● **SOURCE EXTRACT**:
- Opening Delimiter -

9:15pm Turner Classic Movies Lady of the Night (1925 USA): This rare MGM production makes its world television premiere this evening as part of TCM's weekly Silent Sunday Night feature. It's a "women's picture" starring beautiful Norma Shearer in two roles: as socialite Florence and dancehall girl Molly. The two women live in entirely different worlds, until they both fall for a handsome inventor named David (Malcolm Macgregor). Directed by Monta Bell, with whom Shearer was an item at the time of production, Lady of the Night is a visual feast with an incisive screenplay by Adela Rogers St. John, and be sure to look for Joan Crawford as Norma's over-the-shoulder double!
Monday 09/25/06
9;15pm Starz! Edge Fluffy Cumsalot, Porn Star (2003 USA): Or, how the actors of the "adult film industry" get their professional names. Seriously. It's a documentary. No, really; it is. Promise.

- Closing Delimiter -

● **RECORDS SUPPLIED**:
- Opening Delimiter -

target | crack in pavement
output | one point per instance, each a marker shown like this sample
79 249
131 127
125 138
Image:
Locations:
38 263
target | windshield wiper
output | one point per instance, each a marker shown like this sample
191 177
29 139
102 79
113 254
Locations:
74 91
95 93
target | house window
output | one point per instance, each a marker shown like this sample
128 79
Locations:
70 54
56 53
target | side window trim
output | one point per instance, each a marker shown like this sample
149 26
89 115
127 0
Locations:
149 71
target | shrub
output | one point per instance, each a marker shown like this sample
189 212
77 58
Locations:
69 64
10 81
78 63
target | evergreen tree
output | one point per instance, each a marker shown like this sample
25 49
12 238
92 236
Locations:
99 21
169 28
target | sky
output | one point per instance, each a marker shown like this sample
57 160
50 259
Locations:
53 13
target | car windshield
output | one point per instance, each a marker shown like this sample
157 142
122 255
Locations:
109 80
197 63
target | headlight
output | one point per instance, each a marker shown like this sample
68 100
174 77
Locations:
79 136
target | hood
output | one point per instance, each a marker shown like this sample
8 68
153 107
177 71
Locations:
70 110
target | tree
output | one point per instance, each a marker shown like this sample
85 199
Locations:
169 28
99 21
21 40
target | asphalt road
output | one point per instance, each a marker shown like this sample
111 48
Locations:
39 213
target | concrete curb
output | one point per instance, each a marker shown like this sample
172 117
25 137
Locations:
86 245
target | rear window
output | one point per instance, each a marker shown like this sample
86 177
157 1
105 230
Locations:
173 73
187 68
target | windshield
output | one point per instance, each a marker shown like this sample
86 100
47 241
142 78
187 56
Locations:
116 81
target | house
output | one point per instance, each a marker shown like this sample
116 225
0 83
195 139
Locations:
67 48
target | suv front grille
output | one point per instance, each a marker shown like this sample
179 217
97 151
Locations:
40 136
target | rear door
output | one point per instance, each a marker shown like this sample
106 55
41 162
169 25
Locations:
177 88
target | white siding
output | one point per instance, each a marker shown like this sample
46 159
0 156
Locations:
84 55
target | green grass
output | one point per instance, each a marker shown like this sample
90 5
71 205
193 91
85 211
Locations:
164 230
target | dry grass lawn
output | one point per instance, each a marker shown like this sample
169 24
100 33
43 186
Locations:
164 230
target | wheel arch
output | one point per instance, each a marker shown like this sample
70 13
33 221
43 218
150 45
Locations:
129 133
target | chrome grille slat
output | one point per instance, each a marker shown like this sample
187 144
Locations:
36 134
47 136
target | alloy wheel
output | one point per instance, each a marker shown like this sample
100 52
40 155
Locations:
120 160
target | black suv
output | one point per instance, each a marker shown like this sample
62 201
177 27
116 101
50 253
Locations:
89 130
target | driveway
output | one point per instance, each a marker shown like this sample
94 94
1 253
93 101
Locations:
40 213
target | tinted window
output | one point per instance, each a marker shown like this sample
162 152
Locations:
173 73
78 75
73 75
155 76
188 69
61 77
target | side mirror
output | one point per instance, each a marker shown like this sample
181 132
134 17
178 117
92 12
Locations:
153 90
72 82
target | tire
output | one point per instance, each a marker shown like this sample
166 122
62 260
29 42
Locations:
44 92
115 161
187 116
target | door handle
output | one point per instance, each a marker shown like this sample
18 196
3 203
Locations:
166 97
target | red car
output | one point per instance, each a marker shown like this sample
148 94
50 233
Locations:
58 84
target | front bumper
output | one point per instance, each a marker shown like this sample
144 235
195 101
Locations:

- Closing Delimiter -

● **PROMPT 1**: According to the TV listings excerpt, who wrote the screenplay for Lady of the Night?
● **PROMPT 2**: Write out the portion of the TV listings excerpt starting at "9:15pm Turner Classic" and ending at "it is. Promise.".
● **PROMPT 3**: Decide whether each statement agrees with the TV listings excerpt, answering yes or no and quoting the words that settle it: (a) Norma Shearer plays two roles in Lady of the Night. (b) Lady of the Night was directed by Malcolm Macgregor. (c) Fluffy Cumsalot, Porn Star is a documentary.

● **TASK RESPONSE 1**: Adela Rogers St. John

● **TASK RESPONSE 2**:
9:15pm Turner Classic Movies Lady of the Night (1925 USA): This rare MGM production makes its world television premiere this evening as part of TCM's weekly Silent Sunday Night feature. It's a "women's picture" starring beautiful Norma Shearer in two roles: as socialite Florence and dancehall girl Molly. The two women live in entirely different worlds, until they both fall for a handsome inventor named David (Malcolm Macgregor). Directed by Monta Bell, with whom Shearer was an item at the time of production, Lady of the Night is a visual feast with an incisive screenplay by Adela Rogers St. John, and be sure to look for Joan Crawford as Norma's over-the-shoulder double!
Monday 09/25/06
9;15pm Starz! Edge Fluffy Cumsalot, Porn Star (2003 USA): Or, how the actors of the "adult film industry" get their professional names. Seriously. It's a documentary. No, really; it is. Promise.

● **TASK RESPONSE 3**:
(a) Yes: "starring beautiful Norma Shearer in two roles"
(b) No: "Directed by Monta Bell"
(c) Yes: "It's a documentary."